• [Direction] Update each of the entries below by changing "straight edges" to "line segments", leaving every other part unchanged. Omit the pictures from your answer.

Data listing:
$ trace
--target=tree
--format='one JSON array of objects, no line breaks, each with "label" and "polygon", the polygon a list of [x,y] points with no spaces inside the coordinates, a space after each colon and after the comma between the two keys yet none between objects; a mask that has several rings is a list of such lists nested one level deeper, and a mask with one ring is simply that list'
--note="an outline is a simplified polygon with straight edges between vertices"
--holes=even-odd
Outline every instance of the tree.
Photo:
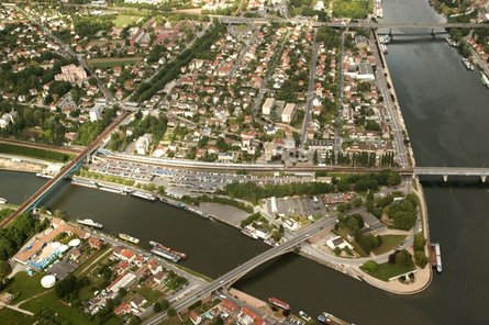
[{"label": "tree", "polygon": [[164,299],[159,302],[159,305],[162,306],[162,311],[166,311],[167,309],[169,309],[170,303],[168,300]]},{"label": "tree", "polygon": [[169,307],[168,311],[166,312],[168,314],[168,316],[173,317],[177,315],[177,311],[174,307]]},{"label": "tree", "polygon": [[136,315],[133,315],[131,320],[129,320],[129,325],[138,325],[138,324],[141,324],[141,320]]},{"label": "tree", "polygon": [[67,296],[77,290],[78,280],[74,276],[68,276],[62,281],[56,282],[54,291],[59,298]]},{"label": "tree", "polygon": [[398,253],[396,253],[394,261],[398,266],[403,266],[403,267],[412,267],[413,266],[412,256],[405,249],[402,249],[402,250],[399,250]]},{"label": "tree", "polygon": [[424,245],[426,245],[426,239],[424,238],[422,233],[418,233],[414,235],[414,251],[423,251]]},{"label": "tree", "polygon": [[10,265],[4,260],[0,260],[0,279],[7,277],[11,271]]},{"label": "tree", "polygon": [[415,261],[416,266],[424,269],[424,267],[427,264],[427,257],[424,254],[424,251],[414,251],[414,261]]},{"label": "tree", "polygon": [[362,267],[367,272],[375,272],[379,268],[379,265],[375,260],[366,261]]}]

• [Answer to the problem]
$ trace
--target=tree
--format='one JSON array of objects, no line breaks, each with "label" and "polygon", the polygon a list of [x,y] points with no spaces inside the coordinates, a space after each colon and after the comma between the two keys yet none between objects; a mask that has several rings is a list of such lists nested one level deeper, and a mask with one ring is simply that list'
--note="an outline is a simplified polygon with line segments between vertices"
--holes=even-odd
Outline every instance of the tree.
Photo:
[{"label": "tree", "polygon": [[164,299],[159,302],[159,305],[162,306],[162,311],[166,311],[167,309],[169,309],[170,303],[168,300]]},{"label": "tree", "polygon": [[169,307],[168,311],[166,312],[168,314],[168,316],[173,317],[177,315],[177,311],[174,307]]},{"label": "tree", "polygon": [[136,315],[133,315],[131,320],[129,320],[129,325],[138,325],[138,324],[141,324],[141,320]]},{"label": "tree", "polygon": [[67,296],[77,290],[78,280],[74,276],[68,276],[62,281],[56,282],[54,291],[59,298]]},{"label": "tree", "polygon": [[398,253],[396,253],[394,261],[398,266],[403,266],[403,267],[412,267],[413,266],[412,256],[405,249],[402,249],[402,250],[399,250]]},{"label": "tree", "polygon": [[424,245],[426,245],[426,239],[424,238],[422,233],[418,233],[414,235],[414,251],[423,251]]},{"label": "tree", "polygon": [[10,265],[4,260],[0,260],[0,279],[7,277],[11,271]]},{"label": "tree", "polygon": [[415,261],[416,266],[424,269],[424,267],[427,264],[427,257],[424,254],[424,251],[414,251],[414,261]]},{"label": "tree", "polygon": [[362,267],[367,272],[375,272],[379,268],[379,265],[375,260],[366,261]]}]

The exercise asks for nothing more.